**Lo que se pide**
En el fragmento sobre Isabel Descalzo, ¿cuáles son los "varios ejes trabajados en el texto" que revela el pasaje citado de la novela? Enuméralos todos.

**Texto de origen**
###

La creación de una poética: Isabel Descalzo y el adorno como nuevo lenguaje

La voz de Isabel Descalzo no se deja oír hasta el final de la novela:

Estuve callada, no sin argumentos. No es que no llame la atención con mi cabello rojizo y mis ojos verdes. Algo había siempre que me empujaba para atrás obligándome a desaparecer. Mucho tengo en mi memoria para contar aunque algunos crean que alguien aparentemente frágil como Isabel Descalzo debe pasar sin dejar huellas. (Demitrópulos, 2009: 135)

El pasaje es revelador de varios ejes trabajados en el texto: el silenciamiento impuesto sobre la mujer, el cuerpo como única vía posible para visibilizarla, la huella personal que esta puede -o que le es permitido- dejar en la historia. Isabel logra combatir, gracias al ejercicio de un poder en particular -su habilidad literaria-, esa fuerza coercitiva que, según dice, la conduce a una desaparición. Como hemos apuntado anteriormente, en su afán de concederle un origen común a los hijos y nietos que tiene con Blas, Descalzo crea un relato mítico a partir de las hazañas heroicas -¿recordadas?, ¿inventadas?- de Muratore, a quien instala como madre espiritual de su descendencia. El mito es transmitido por los miembros de la familia de Descalzo a través de la tradición oral. Como resultado, la huella que la mujer imprime en la Historia es cardinal: ella es la constructora y protectora de la memoria colectiva de su pueblo. Esta labor política social de Isabel se lleva a cabo en la creación de una nueva poética sobre el adorno femenino.

###

**Líneas de datos**
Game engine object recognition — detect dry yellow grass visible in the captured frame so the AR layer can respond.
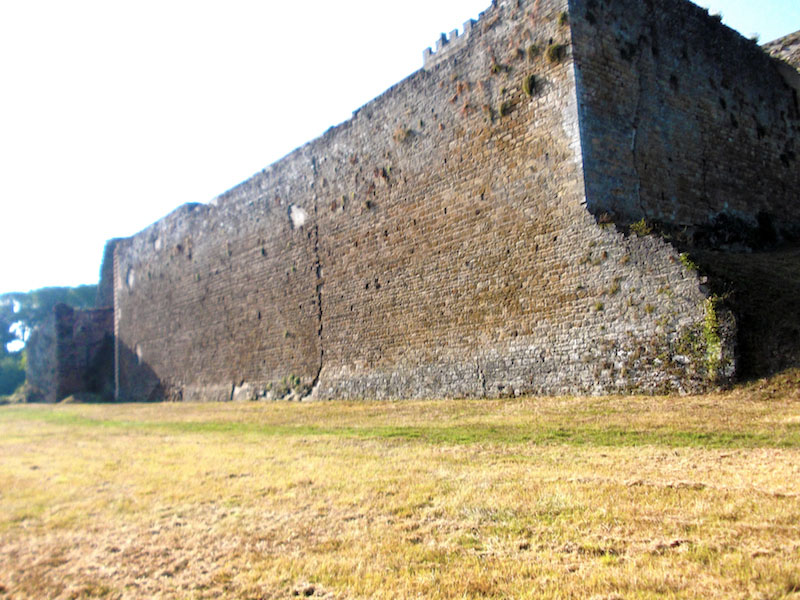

###

**Respuesta**
- El silenciamiento impuesto sobre la mujer
- El cuerpo como única vía posible para visibilizarla
- La huella personal que esta puede (o que le es permitido) dejar en la historia